[Exercise text]:
Kevin Coloton, MBA, MPT is founder and CEO of Curation Health of Annapolis, MD.
Tell me about yourself and the company.
We formed Curation Health in 2018. The primary objective is that the recognition that value-based care is extremely complex, and often a more difficult transition for organizations to take migrating from fee-for-service than many expect. It is particularly challenging for the providers at the front line of care delivery.
We are obsessed with solving for the experiences that our end users need. In our case, that’s the providers and the support they need to have sustainable success in value-based care. We recognize who they are and what they need, and we design tools and solutions to make it easier for providers to do the right thing when engaged in value-based care activities.
The end result of that is we have built a clinical decision support platform that facilitates provider workflow with the goal of elevating care delivery and receiving the appropriate clinical and financial outcomes for good work being performed.
I’ve had the great privilege of working in the healthcare industry for the past 25 years in various roles. Specifically, in patient care as a physical therapist, hospital administrator, management consultant, technology executive, and entrepreneur. I’m also fortunate that we have been able to assemble a team at Curation Health of industry veterans that have served organizations in health technology, consulting, and value-based care for a long time. They hail from organizations like Evolent, Optum, and The Advisory Board Company in Clinovations. In many cases, I’ve had the great privilege of working with a host of my colleagues for a very long time.

Lines taken from a dataset

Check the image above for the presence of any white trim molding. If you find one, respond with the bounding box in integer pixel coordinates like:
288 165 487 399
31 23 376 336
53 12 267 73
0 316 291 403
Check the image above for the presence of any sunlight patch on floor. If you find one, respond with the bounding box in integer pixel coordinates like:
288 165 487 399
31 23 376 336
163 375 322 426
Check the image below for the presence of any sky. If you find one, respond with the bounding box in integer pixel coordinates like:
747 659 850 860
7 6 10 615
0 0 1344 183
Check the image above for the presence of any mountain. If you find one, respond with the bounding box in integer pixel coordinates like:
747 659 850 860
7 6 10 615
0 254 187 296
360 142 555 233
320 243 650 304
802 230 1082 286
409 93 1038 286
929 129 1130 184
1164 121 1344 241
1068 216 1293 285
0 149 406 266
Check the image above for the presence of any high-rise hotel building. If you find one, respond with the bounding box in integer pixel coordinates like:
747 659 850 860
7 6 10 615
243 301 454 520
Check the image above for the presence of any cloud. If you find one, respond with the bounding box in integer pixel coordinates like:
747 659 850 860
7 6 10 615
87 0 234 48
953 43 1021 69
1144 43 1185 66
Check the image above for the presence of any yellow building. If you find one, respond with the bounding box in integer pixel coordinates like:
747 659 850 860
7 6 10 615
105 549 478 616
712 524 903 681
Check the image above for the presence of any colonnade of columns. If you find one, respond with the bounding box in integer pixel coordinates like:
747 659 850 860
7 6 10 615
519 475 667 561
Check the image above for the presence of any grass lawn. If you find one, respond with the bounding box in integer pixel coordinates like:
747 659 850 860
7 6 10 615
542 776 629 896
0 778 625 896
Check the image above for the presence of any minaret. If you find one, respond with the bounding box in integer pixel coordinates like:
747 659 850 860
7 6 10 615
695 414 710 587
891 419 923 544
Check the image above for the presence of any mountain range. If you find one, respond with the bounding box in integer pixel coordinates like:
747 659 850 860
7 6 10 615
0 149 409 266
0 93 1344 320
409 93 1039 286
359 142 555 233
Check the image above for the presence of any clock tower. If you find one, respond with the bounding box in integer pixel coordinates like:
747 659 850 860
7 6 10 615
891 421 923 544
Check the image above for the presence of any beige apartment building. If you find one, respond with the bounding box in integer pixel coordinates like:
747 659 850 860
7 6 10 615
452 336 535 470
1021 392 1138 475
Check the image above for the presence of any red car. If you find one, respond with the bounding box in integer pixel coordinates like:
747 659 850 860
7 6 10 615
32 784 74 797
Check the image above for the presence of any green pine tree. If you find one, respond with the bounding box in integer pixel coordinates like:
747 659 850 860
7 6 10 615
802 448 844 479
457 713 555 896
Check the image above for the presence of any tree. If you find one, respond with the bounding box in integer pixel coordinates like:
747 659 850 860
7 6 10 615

[Work request 1]: Reproduce the Curation Health interview from "Tell me about" to "of care delivery.".
[Work request 2]: According to the Curation Health interview, in what year was Curation Health formed?
Rely only on the Curation Health interview for your answers.

[Your solution 1]:
Tell me about yourself and the company.
We formed Curation Health in 2018. The primary objective is that the recognition that value-based care is extremely complex, and often a more difficult transition for organizations to take migrating from fee-for-service than many expect. It is particularly challenging for the providers at the front line of care delivery.

[Your solution 2]: Curation Health was formed in 2018.